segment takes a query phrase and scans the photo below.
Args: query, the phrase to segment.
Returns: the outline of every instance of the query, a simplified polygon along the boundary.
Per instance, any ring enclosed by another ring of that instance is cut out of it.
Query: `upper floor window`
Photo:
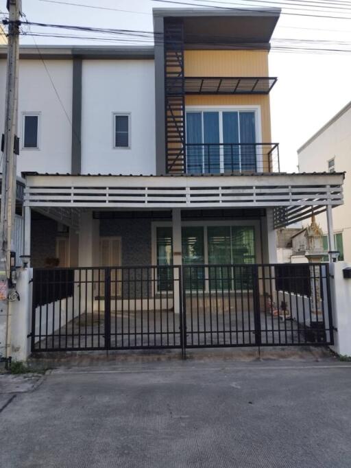
[[[328,172],[335,172],[335,158],[328,161]]]
[[[23,148],[39,148],[39,117],[38,113],[23,114],[22,135]]]
[[[130,114],[114,114],[114,148],[130,148]]]
[[[186,170],[221,173],[258,170],[256,113],[188,110]]]

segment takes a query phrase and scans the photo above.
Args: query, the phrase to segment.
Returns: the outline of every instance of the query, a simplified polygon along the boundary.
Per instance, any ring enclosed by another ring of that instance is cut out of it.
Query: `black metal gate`
[[[34,270],[32,351],[332,344],[328,266]]]

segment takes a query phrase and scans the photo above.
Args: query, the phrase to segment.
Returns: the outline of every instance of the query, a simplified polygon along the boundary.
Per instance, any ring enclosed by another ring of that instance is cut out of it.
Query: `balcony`
[[[182,158],[176,157],[169,172],[189,174],[280,172],[276,143],[186,143],[185,148],[185,165]]]

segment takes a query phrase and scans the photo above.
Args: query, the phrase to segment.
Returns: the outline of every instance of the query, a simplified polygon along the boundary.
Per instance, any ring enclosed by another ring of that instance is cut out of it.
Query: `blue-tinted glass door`
[[[255,145],[243,144],[256,143],[254,112],[239,113],[241,160],[242,171],[256,171],[257,161]]]
[[[239,137],[239,113],[223,113],[223,143],[224,172],[241,170]]]
[[[202,174],[202,113],[186,113],[186,172]]]
[[[221,171],[219,145],[219,113],[204,113],[204,169],[207,174]]]

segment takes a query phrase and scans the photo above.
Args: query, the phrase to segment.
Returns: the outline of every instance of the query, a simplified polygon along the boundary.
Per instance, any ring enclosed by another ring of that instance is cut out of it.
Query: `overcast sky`
[[[43,0],[22,0],[23,10],[28,20],[34,22],[152,31],[153,8],[186,7],[185,5],[161,3],[152,0],[59,1],[69,4],[49,3]],[[192,0],[183,1],[191,3]],[[272,5],[277,1],[266,3]],[[228,1],[231,5],[234,3],[234,0]],[[244,0],[237,0],[238,5],[242,5],[243,3]],[[291,5],[294,2],[287,0],[286,3]],[[313,2],[306,3],[311,5]],[[0,0],[1,12],[5,11],[5,0]],[[83,8],[72,3],[129,11]],[[254,5],[250,2],[246,2],[246,4]],[[283,8],[284,11],[291,12],[291,10]],[[351,18],[351,8],[350,13],[346,12],[346,14]],[[351,51],[350,26],[351,19],[282,14],[273,37],[274,39],[350,41]],[[32,31],[58,33],[57,30],[34,26],[32,27]],[[59,31],[59,34],[72,34]],[[77,34],[75,32],[73,34]],[[91,34],[101,36],[97,33]],[[84,33],[84,35],[86,37],[89,34]],[[35,40],[38,44],[49,45],[116,43],[109,43],[108,40],[93,42],[88,38],[53,37],[36,37]],[[34,43],[33,38],[25,36],[21,36],[21,42],[23,44]],[[297,171],[297,149],[351,100],[351,51],[297,54],[272,50],[269,54],[269,74],[278,77],[278,82],[271,93],[272,139],[280,145],[282,169]]]

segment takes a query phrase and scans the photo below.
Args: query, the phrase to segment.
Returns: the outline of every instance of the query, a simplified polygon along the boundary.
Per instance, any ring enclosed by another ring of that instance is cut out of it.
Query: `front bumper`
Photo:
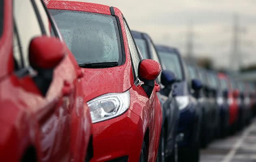
[[[130,109],[117,117],[93,124],[94,154],[91,162],[139,161],[143,128],[140,117]]]

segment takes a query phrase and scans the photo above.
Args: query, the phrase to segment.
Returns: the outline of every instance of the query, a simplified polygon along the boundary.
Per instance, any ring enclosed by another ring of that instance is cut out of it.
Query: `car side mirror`
[[[155,79],[161,70],[160,64],[153,60],[143,60],[139,64],[139,77],[144,82],[141,86],[148,98],[150,97],[155,86]]]
[[[171,85],[176,81],[175,74],[171,71],[165,70],[161,74],[161,82],[165,86]]]
[[[228,98],[228,91],[227,90],[223,91],[222,95],[224,98]]]
[[[201,81],[195,79],[192,80],[191,85],[192,88],[196,92],[199,91],[203,87]]]
[[[29,52],[30,64],[37,72],[33,79],[45,96],[52,80],[54,68],[64,58],[65,47],[57,38],[43,36],[31,40]]]

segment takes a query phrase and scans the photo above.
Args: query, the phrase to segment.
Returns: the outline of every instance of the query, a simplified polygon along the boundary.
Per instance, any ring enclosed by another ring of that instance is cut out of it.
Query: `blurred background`
[[[132,29],[208,68],[256,69],[256,0],[78,1],[119,8]]]

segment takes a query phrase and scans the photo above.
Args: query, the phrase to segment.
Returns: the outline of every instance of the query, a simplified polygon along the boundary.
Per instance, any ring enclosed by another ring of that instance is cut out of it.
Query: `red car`
[[[41,0],[0,1],[0,161],[85,161],[82,72]]]
[[[229,105],[229,125],[231,132],[235,131],[236,124],[238,117],[239,105],[237,98],[239,94],[235,90],[234,83],[232,78],[223,73],[219,73],[218,76],[220,79],[225,79],[228,83],[228,103]]]
[[[47,6],[85,73],[84,99],[91,110],[92,162],[155,162],[162,111],[155,79],[161,71],[142,60],[118,9],[50,0]]]

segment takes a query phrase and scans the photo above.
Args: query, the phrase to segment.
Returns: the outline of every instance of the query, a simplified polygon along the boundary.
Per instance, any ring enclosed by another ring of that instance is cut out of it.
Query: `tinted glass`
[[[122,62],[115,17],[68,10],[50,10],[78,64]]]
[[[166,69],[174,72],[177,79],[183,79],[181,65],[178,56],[175,53],[160,51],[158,53]]]
[[[194,79],[197,78],[196,70],[192,66],[188,66],[189,69],[189,73],[190,78]]]
[[[147,49],[147,44],[145,39],[139,38],[135,38],[134,39],[136,43],[136,45],[139,47],[139,49],[141,51],[141,53],[142,55],[142,58],[143,59],[149,58],[148,54],[148,49]]]
[[[129,28],[126,24],[125,20],[124,20],[124,26],[125,27],[125,30],[127,35],[127,40],[128,40],[128,44],[129,44],[129,49],[130,49],[130,52],[132,58],[132,61],[135,73],[135,78],[138,77],[138,70],[139,69],[139,64],[141,61],[141,57],[139,55],[135,43],[133,41],[132,34],[130,32]]]
[[[216,88],[218,86],[218,83],[216,80],[214,76],[212,74],[208,74],[208,79],[210,81],[210,83],[213,87]]]

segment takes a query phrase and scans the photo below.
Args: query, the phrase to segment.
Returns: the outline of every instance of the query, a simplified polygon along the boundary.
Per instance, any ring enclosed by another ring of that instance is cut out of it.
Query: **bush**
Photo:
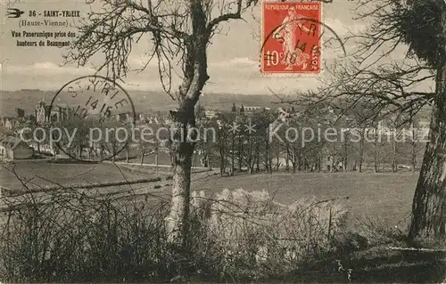
[[[169,280],[162,245],[165,204],[148,214],[144,207],[117,207],[111,199],[78,192],[26,199],[2,223],[4,281]]]
[[[195,217],[202,218],[200,242],[207,247],[201,250],[212,251],[208,263],[232,280],[278,278],[314,260],[331,249],[347,213],[339,204],[314,199],[286,207],[267,191],[224,190],[213,200],[202,191],[192,200],[195,212],[202,208]]]

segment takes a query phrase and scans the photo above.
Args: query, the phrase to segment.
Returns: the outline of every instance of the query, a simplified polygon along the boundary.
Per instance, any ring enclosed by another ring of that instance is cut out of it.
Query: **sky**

> _Descrizione del compito_
Stampa di nuovo, per favore, tutte le righe del materiale qui sopra senza cambiare nulla, ma lascia fuori le immagini.

> _Risposta all'esercizio_
segment takes a query phrase and scans the photo below.
Args: query, the phrase to segment.
Returns: the outline of every instance of the query, a simplified polygon along the boundary.
Per instance, any ring enclosed by another ring of that instance is cut out of it.
Query: `upper floor window`
Photo:
[[[328,172],[335,172],[335,158],[328,161]]]
[[[23,148],[39,148],[39,117],[38,113],[23,114],[22,135]]]
[[[130,114],[114,114],[114,148],[130,148]]]
[[[186,170],[221,173],[258,170],[256,113],[188,110]]]

segment takes a query phrase and scans the photo above.
Args: query, the phrase to segment.
Returns: the outline of every instance of the query, a simplified polygon along the boundary.
Per instance, any ring enclosed by another ring of that instance is cut out of it.
Query: `black metal gate`
[[[34,270],[32,351],[332,344],[328,266]]]

segment takes a query phrase and scans the photo above.
Args: query, the phrase to segment.
Returns: the outline of every instance of the query, a simplified polygon along the boundary.
Per instance, any ring enclosed by another ring of that instance is cut out of it.
Query: `balcony`
[[[182,158],[176,157],[169,172],[189,174],[280,172],[276,143],[186,143],[185,148],[185,165]]]

segment takes a query phrase and scans the photo above.
Args: query, the phrase to segment.
Returns: the outline of every instance of the query, a simplified polygon along the boundary.
Per instance, any ring enclosed by another ring of that instance is cut out of it.
Query: `blue-tinted glass door`
[[[255,145],[243,144],[256,143],[254,112],[239,113],[241,160],[242,171],[256,171],[257,161]]]
[[[239,137],[239,113],[223,113],[223,143],[224,172],[241,170]]]
[[[202,174],[202,113],[186,113],[186,172]]]
[[[221,171],[219,145],[219,113],[204,113],[204,169],[207,174]]]

segment takes a query phrase and scans the photo above.
Args: query, the phrase to segment.
Returns: the outline of every instance of the query, a simplified polygon along the boundary.
Per instance, any ring enclosed by another ring of that instance is cut out of it.
Query: `overcast sky`
[[[43,0],[22,0],[23,10],[28,20],[34,22],[152,31],[153,8],[186,7],[185,5],[161,3],[152,0],[59,1],[69,4],[49,3]],[[192,0],[183,1],[191,3]],[[272,5],[277,1],[266,3]],[[228,1],[231,5],[234,3],[234,0]],[[244,0],[237,0],[238,5],[242,5],[243,3]],[[291,5],[294,2],[287,0],[286,3]],[[313,2],[306,3],[311,5]],[[0,0],[1,12],[5,11],[5,0]],[[83,8],[72,3],[129,11]],[[254,5],[250,2],[246,2],[246,4]],[[283,8],[284,11],[291,12],[291,10]],[[351,18],[351,8],[350,13],[346,12],[346,14]],[[351,51],[350,26],[351,19],[282,14],[273,37],[274,39],[350,41]],[[32,31],[58,33],[57,30],[34,26],[32,27]],[[59,31],[59,34],[72,34]],[[77,34],[75,32],[73,34]],[[91,34],[101,36],[97,33]],[[84,33],[84,35],[86,37],[89,34]],[[35,40],[38,44],[49,45],[116,43],[109,43],[108,40],[93,42],[88,38],[53,37],[36,37]],[[34,43],[33,38],[25,36],[21,36],[21,42],[23,44]],[[297,171],[297,149],[351,100],[351,51],[297,54],[272,50],[269,54],[269,74],[278,77],[278,82],[271,93],[272,139],[280,145],[282,169]]]

segment takes a query phrase and scans the photo below.
Args: query, the phrase to segment.
Returns: the outline of every instance of the query, a simplified polygon along the boundary.
Per instance, any ring enclosed by another ring of that instance is cut out of it.
Query: `front bumper`
Photo:
[[[130,109],[117,117],[93,124],[94,154],[91,162],[139,161],[143,128],[140,117]]]

segment takes a query phrase and scans the photo above.
Args: query, the phrase to segment.
Returns: the outline of every instance of the query, a simplified polygon along the boundary.
Per instance, any ring enclosed by another ring of that instance is cut out of it.
Query: `car side mirror`
[[[155,79],[161,70],[160,64],[153,60],[143,60],[139,64],[139,77],[144,82],[141,86],[148,98],[150,97],[155,86]]]
[[[171,85],[176,81],[175,74],[171,71],[165,70],[161,74],[161,82],[165,86]]]
[[[228,98],[228,91],[227,90],[223,91],[222,95],[224,98]]]
[[[201,81],[195,79],[192,80],[191,85],[192,88],[196,92],[199,91],[203,87]]]
[[[29,52],[30,64],[37,72],[33,79],[45,96],[52,80],[54,68],[64,58],[65,47],[57,38],[43,36],[31,40]]]

segment takes a query phrase and scans the photo above.
Args: query, the phrase to segment.
Returns: the outline of every instance of the query, a simplified polygon along the boundary.
Per instance, any ring enclosed by another ring of that instance is cut out of it.
Query: `blurred background`
[[[132,29],[208,68],[256,69],[256,0],[78,1],[119,8]]]

segment takes a query phrase and scans the photo above.
Args: query, the phrase to segment.
Returns: the outline of every instance of the query, a simplified polygon along the boundary.
Per instance, any ring enclosed by another ring of that instance is cut out of it.
Query: `red car`
[[[41,0],[0,1],[0,161],[85,161],[82,72]]]
[[[229,105],[229,125],[231,132],[235,131],[236,124],[238,117],[239,105],[237,98],[239,94],[235,90],[234,83],[232,78],[223,73],[219,73],[218,76],[220,79],[225,79],[228,83],[228,103]]]
[[[47,6],[85,73],[84,99],[91,110],[92,162],[155,162],[162,111],[155,79],[161,71],[142,60],[118,9],[50,0]]]

segment takes a query phrase and scans the photo above.
Args: query, the phrase to segment.
Returns: the outline of every instance of the query, a simplified polygon along the boundary.
Per instance, any ring enclosed by another ring of that instance is cut out of it.
Query: `tinted glass`
[[[122,62],[115,17],[68,10],[50,10],[78,64]]]
[[[166,69],[174,72],[177,79],[183,79],[181,65],[178,56],[175,53],[160,51],[158,53]]]
[[[194,79],[197,78],[196,70],[192,66],[188,66],[189,69],[189,73],[190,78]]]
[[[147,49],[147,44],[145,39],[139,38],[135,38],[134,39],[136,43],[136,45],[139,47],[139,49],[141,51],[141,53],[142,55],[142,58],[143,59],[149,58],[148,54],[148,49]]]
[[[129,28],[126,24],[125,20],[124,20],[124,26],[125,27],[125,30],[127,35],[127,40],[128,40],[128,44],[129,44],[129,49],[130,49],[130,52],[132,58],[132,61],[135,73],[135,78],[138,77],[138,70],[139,69],[139,64],[141,61],[141,57],[139,55],[135,43],[133,41],[132,34],[130,32]]]
[[[216,88],[218,86],[218,83],[216,80],[214,76],[212,74],[208,74],[208,79],[210,81],[210,83],[213,87]]]

segment takes a query phrase and scans the photo below.
Args: query, the phrase to segment.
Returns: the outline of every instance of the query, a simplified polygon along the boundary.
Per instance, any ring enclosed by another ring of that instance is cut out of it.
Query: **bush**
Photo:
[[[169,280],[162,245],[165,204],[148,214],[144,207],[117,207],[111,199],[78,192],[26,199],[2,223],[4,281]]]
[[[195,217],[202,218],[200,242],[207,247],[201,250],[212,251],[208,263],[232,280],[278,278],[314,260],[331,249],[347,213],[339,204],[314,199],[286,207],[267,191],[224,190],[213,200],[202,191],[192,200],[195,212],[202,208]]]

segment takes a query phrase and scans the photo above.
Args: query, the phrase to segment.
Returns: the outline of every instance of the query, a simplified polygon along the boundary.
Per instance, any ring enclosed by another ring of that instance is cut out of it.
Query: **sky**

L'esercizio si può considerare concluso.